▶ _Study text_:
-------
• Industry

Madeline Anderson, First Black Woman to Direct a Televised Documentary Film

Born in 1923 in Lancaster, Pennsylvania, Madeline Anderson loved her weekly visits to the movie theater but was upset that she never saw Black people she could relate to on the screen. When she graduated from high school in 1945, she entered Millersville State Teacher’s College, where she was the only Black student, but dropped out after one year having suffered constant harassment. After that, she worked in a factory for two years to raise enough money to move to New York, where she received a partial scholarship at NYU and earned a bachelor’s degree in psychology.

Anderson wanted to break into the film industry and got a job as a live-in babysitter for Richard Leacock, a British documentary filmmaker. This turned out to be a most productive move: Leacock offered her a job as a production manager at his company, Andover Productions, which was an excellent learning opportunity. She worked on science films for MIT and on a documentary series for NBC about Leonard Bernstein’s travels in Europe.

She left Andover in 1959 and found work freelancing as a script supervisor and assistant editor. It was extremely difficult to break into the industry. The all-too-familiar Catch-22 was that you couldn’t get a job unless you were a union member, but you couldn’t join the union until you got a job. The nepotism of the male-dominated unions forced her to take non-union jobs, eventually getting into the New York editors union after threatening to sue.
-------
▶ _Supplied records_:
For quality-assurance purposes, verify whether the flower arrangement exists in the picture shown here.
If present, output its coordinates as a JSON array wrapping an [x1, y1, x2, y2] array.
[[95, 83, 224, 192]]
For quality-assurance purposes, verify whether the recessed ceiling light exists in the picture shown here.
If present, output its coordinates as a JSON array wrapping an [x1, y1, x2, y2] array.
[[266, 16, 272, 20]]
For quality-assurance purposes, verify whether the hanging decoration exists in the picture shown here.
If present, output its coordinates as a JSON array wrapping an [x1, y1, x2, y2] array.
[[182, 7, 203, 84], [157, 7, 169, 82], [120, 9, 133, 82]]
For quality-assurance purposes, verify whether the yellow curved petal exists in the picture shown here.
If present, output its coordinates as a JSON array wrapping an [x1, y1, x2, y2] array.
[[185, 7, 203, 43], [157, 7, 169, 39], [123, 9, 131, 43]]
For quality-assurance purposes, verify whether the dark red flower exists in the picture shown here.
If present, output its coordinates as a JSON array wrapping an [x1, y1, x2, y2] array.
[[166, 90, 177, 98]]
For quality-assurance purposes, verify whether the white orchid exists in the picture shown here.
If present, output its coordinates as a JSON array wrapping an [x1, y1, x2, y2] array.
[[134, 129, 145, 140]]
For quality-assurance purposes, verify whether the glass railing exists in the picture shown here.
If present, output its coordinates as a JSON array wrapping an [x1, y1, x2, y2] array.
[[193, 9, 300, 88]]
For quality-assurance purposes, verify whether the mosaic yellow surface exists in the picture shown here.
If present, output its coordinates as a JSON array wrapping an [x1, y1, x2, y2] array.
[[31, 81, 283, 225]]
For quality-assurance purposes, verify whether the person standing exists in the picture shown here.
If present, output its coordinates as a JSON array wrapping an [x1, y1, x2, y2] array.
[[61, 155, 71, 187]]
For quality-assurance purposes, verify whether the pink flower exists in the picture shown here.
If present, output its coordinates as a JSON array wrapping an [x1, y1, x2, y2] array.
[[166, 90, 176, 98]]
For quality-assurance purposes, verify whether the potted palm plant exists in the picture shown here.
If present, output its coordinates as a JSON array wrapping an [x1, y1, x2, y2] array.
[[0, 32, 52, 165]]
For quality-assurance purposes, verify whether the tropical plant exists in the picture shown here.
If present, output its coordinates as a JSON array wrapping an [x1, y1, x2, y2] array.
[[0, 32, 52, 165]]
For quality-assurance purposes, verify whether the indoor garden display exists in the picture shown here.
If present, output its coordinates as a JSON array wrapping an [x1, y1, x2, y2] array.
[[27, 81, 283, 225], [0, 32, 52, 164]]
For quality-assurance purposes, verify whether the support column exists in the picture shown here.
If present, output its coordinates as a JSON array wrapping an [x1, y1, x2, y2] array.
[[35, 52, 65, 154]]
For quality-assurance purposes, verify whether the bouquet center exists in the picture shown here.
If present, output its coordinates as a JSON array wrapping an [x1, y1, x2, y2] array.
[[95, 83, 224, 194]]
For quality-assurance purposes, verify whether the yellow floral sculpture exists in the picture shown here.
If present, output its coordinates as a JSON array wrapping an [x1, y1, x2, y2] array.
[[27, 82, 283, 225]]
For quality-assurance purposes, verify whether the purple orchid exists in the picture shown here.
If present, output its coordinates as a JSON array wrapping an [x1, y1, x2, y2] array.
-------
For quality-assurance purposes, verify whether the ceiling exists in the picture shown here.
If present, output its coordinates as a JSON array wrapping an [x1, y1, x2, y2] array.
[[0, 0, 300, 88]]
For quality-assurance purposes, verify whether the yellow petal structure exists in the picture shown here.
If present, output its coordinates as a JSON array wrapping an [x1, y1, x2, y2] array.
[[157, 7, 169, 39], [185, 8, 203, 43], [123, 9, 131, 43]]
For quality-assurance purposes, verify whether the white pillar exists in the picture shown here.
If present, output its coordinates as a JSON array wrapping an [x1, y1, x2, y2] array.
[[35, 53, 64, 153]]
-------
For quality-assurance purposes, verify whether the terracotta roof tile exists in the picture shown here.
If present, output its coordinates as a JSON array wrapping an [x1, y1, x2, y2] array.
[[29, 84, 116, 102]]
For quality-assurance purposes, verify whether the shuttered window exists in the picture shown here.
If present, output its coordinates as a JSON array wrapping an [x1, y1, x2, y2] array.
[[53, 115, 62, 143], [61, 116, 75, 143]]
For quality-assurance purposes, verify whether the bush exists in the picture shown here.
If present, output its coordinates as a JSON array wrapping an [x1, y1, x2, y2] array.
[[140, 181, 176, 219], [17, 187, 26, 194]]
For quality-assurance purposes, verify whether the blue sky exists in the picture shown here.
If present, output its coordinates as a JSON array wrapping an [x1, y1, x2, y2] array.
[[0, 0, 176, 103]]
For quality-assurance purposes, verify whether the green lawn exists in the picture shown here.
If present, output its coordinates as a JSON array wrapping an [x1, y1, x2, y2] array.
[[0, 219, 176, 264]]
-------
▶ _Problem 1_: In the Madeline Anderson text, rewrite the part starting with "Anderson wanted to" and going on through "travels in Europe.", putting "nanny" in place of "babysitter".
▶ _Problem 2_: Using the Madeline Anderson text, mark each statement yes or no and quote the words that settle it: (a) Anderson earned her bachelor's degree in psychology. (b) Anderson left Andover in 1962. (c) Anderson got into the New York editors union with no dispute at all.
▶ _Problem 3_: Translate this sentence from the Madeline Anderson text into Spanish: "It was extremely difficult to break into the industry."

▶ _Response box 1_:
Anderson wanted to break into the film industry and got a job as a live-in nanny for Richard Leacock, a British documentary filmmaker. This turned out to be a most productive move: Leacock offered her a job as a production manager at his company, Andover Productions, which was an excellent learning opportunity. She worked on science films for MIT and on a documentary series for NBC about Leonard Bernstein’s travels in Europe.

▶ _Response box 2_:
(a) Yes: "earned a bachelor’s degree in psychology"
(b) No: "She left Andover in 1959"
(c) No: "eventually getting into the New York editors union after threatening to sue"

▶ _Response box 3_: Era extremadamente difícil entrar en la industria.